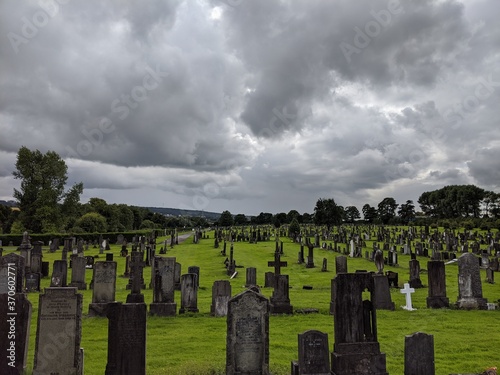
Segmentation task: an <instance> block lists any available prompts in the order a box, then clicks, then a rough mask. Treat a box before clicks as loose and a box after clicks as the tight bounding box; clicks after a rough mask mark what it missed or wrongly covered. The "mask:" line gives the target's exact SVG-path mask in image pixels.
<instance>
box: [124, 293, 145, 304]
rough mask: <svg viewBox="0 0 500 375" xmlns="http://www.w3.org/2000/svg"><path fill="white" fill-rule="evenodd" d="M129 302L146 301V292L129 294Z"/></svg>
mask: <svg viewBox="0 0 500 375" xmlns="http://www.w3.org/2000/svg"><path fill="white" fill-rule="evenodd" d="M127 303H144V294H142V293H140V294H139V293H138V294H135V293H134V294H129V295H127Z"/></svg>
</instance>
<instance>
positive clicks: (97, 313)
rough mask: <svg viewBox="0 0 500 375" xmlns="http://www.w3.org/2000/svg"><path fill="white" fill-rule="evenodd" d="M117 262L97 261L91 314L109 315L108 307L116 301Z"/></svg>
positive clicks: (90, 313) (90, 310) (94, 271)
mask: <svg viewBox="0 0 500 375" xmlns="http://www.w3.org/2000/svg"><path fill="white" fill-rule="evenodd" d="M116 267H117V264H116V262H96V263H94V268H93V277H92V280H93V288H92V303H90V304H89V316H90V317H92V316H102V317H105V316H107V307H108V305H109V304H110V303H111V302H115V293H116Z"/></svg>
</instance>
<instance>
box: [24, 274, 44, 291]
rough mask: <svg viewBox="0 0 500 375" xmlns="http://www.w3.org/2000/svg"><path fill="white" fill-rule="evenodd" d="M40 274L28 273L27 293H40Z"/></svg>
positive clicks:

= = = = = = =

REQUIRED WORK: Once the pictures are set aside, output the whole listing exactly.

REPLY:
Segmentation task: an <instance> block lists any available prompts in the order a box, then clicks, then a rough mask. Treat a box before clicks as loose and a box after clicks as the tight bounding box; clicks after a rough mask mark what it missed or wrongly covered. The "mask:" line gives the target's exact SVG-path mask in image pixels.
<instance>
box: [124, 293, 145, 304]
rough mask: <svg viewBox="0 0 500 375" xmlns="http://www.w3.org/2000/svg"><path fill="white" fill-rule="evenodd" d="M129 302L146 301V292L129 294Z"/></svg>
mask: <svg viewBox="0 0 500 375" xmlns="http://www.w3.org/2000/svg"><path fill="white" fill-rule="evenodd" d="M127 303H144V294H142V293H140V294H139V293H138V294H135V293H134V294H129V295H127Z"/></svg>
</instance>
<instance>
positive clicks: (97, 313)
rough mask: <svg viewBox="0 0 500 375" xmlns="http://www.w3.org/2000/svg"><path fill="white" fill-rule="evenodd" d="M117 262L97 261L91 314L109 315L108 307L116 301Z"/></svg>
positive clicks: (90, 313) (90, 310) (94, 271)
mask: <svg viewBox="0 0 500 375" xmlns="http://www.w3.org/2000/svg"><path fill="white" fill-rule="evenodd" d="M116 267H117V264H116V262H96V263H94V268H93V277H92V280H93V288H92V303H90V304H89V316H90V317H92V316H102V317H105V316H107V307H108V305H109V304H110V303H111V302H115V293H116Z"/></svg>
</instance>
<instance>
box: [24, 274, 44, 291]
rough mask: <svg viewBox="0 0 500 375" xmlns="http://www.w3.org/2000/svg"><path fill="white" fill-rule="evenodd" d="M40 274L28 273L27 293H40Z"/></svg>
positive clicks:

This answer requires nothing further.